* [JOBS]
- A) From the RexListCmp discussion thread, reproduce word for word the passage starting at "On Mon, Jul" and ending at "of options there.".
- B) Write the next part of the mailing-list discussion about the proposed RexListCmp node, picking up after its final line.

* [TEXT TO READ]
## START

I would be very wary of null semantics. RexNode scalar operators are
forced to do 3-valued logic, but this is almost a relational operator
and it would be better without that burden.

Julian



On Mon, Jul 20, 2020 at 3:45 AM Vladimir Sitnikov
<si...@gmail.com> wrote:
>
> >Do you know what is the impact on Enumerable implementation?
>
> I guess there are plenty of options there.
>
> The key question regarding RexListCmp is as we introduce a new Rex node,
> all the planning rules and all engines
> must support it somehow.
>
> Technically speaking, we have RexSubQuery.
> Haisheng, have you considered an option to stick with RexSubQuery to avoid
> having two more-or-less the same rex classes?
>
> Vladimir

Re: [DISCUSS] New RexNode: RexListCmp

Posted by Vladimir Sitnikov <si...@gmail.com>.
>Do you know what is the impact on Enumerable implementation?

## END

* [MATERIAL SHOWN]
## START

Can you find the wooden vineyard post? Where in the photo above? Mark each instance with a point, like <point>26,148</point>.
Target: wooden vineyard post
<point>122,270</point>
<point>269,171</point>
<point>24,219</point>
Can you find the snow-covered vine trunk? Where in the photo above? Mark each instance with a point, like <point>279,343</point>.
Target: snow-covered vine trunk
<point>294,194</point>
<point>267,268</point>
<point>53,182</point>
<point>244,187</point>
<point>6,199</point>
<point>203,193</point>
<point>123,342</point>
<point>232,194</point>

## END

* [RESPONSES PER TASK]
- A)
On Mon, Jul 20, 2020 at 3:45 AM Vladimir Sitnikov
<si...@gmail.com> wrote:
>
> >Do you know what is the impact on Enumerable implementation?
>
> I guess there are plenty of options there.

- B)
I guess there are plenty of options there.

The key question regarding RexListCmp is as we introduce a new Rex node,
all the planning rules and all engines
must support it somehow.

Technically speaking, we have RexSubQuery.
Haisheng, have you considered an option to stick with RexSubQuery to avoid
having two more-or-less the same rex classes?

Vladimir

Re: [DISCUSS] New RexNode: RexListCmp

Posted by Rui Wang <am...@apache.org>.
Hi Haisheng,

Do you know what is the impact on Enumerable implementation? Will
RexListCmp still be converted AND/OR something else in that layer or there
will be new logic introduced to generate code for RexListCmp?

-Rui

On Sun, Jul 19, 2020 at 10:13 PM Enrico Olivelli <eo...@gmail.com>
wrote:

> Il Lun 20 Lug 2020, 03:00 Haisheng Yuan <hy...@apache.org> ha scritto:
>
> > Hi all,
> >
> > This is a rough idea, I'd like to see how the community think about it.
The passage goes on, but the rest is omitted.